### WHAT YOU NEED TO DO
Reproduce the following items word for word, starting at the line that contains "rocky ridge in this lobby camera frame." and ending at the final line of the items.

### GIVEN ENTRIES
◆ ◆ ◆ ◆ ◆

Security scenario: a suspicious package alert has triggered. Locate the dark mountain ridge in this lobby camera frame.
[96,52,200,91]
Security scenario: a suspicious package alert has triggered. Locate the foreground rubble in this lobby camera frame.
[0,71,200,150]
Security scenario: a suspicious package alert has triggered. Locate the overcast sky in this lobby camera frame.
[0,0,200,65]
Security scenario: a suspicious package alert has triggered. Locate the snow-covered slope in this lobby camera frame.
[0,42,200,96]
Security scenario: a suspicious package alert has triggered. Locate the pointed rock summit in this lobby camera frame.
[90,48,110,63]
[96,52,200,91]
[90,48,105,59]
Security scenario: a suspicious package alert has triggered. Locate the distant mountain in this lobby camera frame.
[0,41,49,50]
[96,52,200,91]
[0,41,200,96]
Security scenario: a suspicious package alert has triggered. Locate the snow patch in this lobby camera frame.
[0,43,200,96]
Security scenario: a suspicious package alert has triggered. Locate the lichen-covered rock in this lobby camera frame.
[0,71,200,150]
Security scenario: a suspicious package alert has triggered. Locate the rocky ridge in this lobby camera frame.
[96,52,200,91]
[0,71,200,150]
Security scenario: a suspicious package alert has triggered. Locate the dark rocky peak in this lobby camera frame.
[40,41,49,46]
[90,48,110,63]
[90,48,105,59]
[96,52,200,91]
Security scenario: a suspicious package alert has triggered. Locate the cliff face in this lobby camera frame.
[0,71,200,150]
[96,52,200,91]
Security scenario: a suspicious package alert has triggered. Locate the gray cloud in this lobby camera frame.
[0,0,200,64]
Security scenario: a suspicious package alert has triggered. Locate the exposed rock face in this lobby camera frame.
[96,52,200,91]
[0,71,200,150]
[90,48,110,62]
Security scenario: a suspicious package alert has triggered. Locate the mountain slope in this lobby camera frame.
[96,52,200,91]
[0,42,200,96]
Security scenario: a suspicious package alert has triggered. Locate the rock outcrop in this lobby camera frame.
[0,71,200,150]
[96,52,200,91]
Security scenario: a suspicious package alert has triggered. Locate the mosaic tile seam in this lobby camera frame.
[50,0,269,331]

◆ ◆ ◆ ◆ ◆

### TASK RESPONSE
Security scenario: a suspicious package alert has triggered. Locate the rocky ridge in this lobby camera frame.
[96,52,200,91]
[0,71,200,150]
Security scenario: a suspicious package alert has triggered. Locate the dark rocky peak in this lobby camera frame.
[40,41,49,46]
[90,48,110,63]
[90,48,105,59]
[96,52,200,91]
Security scenario: a suspicious package alert has triggered. Locate the cliff face in this lobby camera frame.
[0,71,200,150]
[96,52,200,91]
Security scenario: a suspicious package alert has triggered. Locate the gray cloud in this lobby camera frame.
[0,0,200,64]
Security scenario: a suspicious package alert has triggered. Locate the exposed rock face in this lobby camera frame.
[96,52,200,91]
[0,71,200,150]
[90,48,110,62]
Security scenario: a suspicious package alert has triggered. Locate the mountain slope in this lobby camera frame.
[96,52,200,91]
[0,42,200,96]
Security scenario: a suspicious package alert has triggered. Locate the rock outcrop in this lobby camera frame.
[0,71,200,150]
[96,52,200,91]
Security scenario: a suspicious package alert has triggered. Locate the mosaic tile seam in this lobby camera frame.
[50,0,269,331]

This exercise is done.